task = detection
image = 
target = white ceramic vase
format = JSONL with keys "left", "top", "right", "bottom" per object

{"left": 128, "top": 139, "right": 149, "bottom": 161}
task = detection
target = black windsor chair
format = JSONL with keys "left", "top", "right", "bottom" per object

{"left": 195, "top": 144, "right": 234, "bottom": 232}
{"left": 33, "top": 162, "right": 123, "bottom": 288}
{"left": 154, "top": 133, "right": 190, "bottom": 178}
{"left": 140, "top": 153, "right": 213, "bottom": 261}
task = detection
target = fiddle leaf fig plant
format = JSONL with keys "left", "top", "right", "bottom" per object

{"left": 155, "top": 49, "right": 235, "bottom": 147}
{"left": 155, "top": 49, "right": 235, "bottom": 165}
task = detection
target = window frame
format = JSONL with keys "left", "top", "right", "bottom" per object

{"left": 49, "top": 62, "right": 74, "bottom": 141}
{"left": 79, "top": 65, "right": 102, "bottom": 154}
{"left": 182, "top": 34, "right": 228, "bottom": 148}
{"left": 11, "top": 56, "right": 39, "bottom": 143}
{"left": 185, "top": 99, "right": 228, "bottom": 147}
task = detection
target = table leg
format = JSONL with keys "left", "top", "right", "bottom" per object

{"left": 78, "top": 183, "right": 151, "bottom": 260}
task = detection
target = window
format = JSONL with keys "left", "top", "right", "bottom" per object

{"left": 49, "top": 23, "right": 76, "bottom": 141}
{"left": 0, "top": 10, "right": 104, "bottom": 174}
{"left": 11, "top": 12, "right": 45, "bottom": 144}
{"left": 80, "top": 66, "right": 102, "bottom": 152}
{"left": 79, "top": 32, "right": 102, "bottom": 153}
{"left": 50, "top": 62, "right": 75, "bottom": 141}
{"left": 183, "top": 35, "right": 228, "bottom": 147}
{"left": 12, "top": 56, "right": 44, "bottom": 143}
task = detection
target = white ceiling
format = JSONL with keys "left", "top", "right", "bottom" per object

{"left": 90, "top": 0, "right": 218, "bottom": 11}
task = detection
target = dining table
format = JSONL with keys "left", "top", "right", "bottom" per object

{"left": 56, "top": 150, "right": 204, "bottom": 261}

□ □ □ □

What is required => Repeat the records, every one of them, without any deviation.

Task output =>
task = detection
image = 
target = white ceramic vase
format = JSONL with keys "left", "top", "right", "bottom" per object

{"left": 128, "top": 139, "right": 149, "bottom": 161}
task = detection
target = black windsor chair
format = JSONL with keys "left", "top", "right", "bottom" per object

{"left": 195, "top": 144, "right": 234, "bottom": 232}
{"left": 33, "top": 162, "right": 123, "bottom": 288}
{"left": 154, "top": 133, "right": 190, "bottom": 178}
{"left": 140, "top": 153, "right": 213, "bottom": 261}
task = detection
target = fiddle leaf fig plant
format = JSONL with keys "left", "top", "right", "bottom" per object

{"left": 155, "top": 49, "right": 235, "bottom": 147}
{"left": 155, "top": 49, "right": 235, "bottom": 165}
task = detection
target = window frame
format = JSONL with keys "left", "top", "right", "bottom" per object

{"left": 49, "top": 62, "right": 74, "bottom": 141}
{"left": 79, "top": 65, "right": 102, "bottom": 154}
{"left": 182, "top": 34, "right": 228, "bottom": 148}
{"left": 11, "top": 56, "right": 39, "bottom": 143}
{"left": 185, "top": 99, "right": 228, "bottom": 147}
task = detection
target = table leg
format = JSONL with keys "left", "top", "right", "bottom" per object

{"left": 78, "top": 183, "right": 151, "bottom": 260}
task = detection
target = window
format = JSONL with keys "left", "top", "right", "bottom" per object

{"left": 49, "top": 23, "right": 76, "bottom": 141}
{"left": 0, "top": 10, "right": 104, "bottom": 174}
{"left": 11, "top": 12, "right": 45, "bottom": 144}
{"left": 80, "top": 66, "right": 102, "bottom": 152}
{"left": 79, "top": 32, "right": 102, "bottom": 153}
{"left": 50, "top": 62, "right": 75, "bottom": 141}
{"left": 183, "top": 35, "right": 228, "bottom": 147}
{"left": 12, "top": 56, "right": 44, "bottom": 143}
task = detection
target = white ceiling
format = JSONL with keys "left", "top", "right", "bottom" per object

{"left": 90, "top": 0, "right": 218, "bottom": 11}
task = detection
target = dining table
format = JSONL with keys "left", "top", "right", "bottom" per object

{"left": 56, "top": 150, "right": 204, "bottom": 261}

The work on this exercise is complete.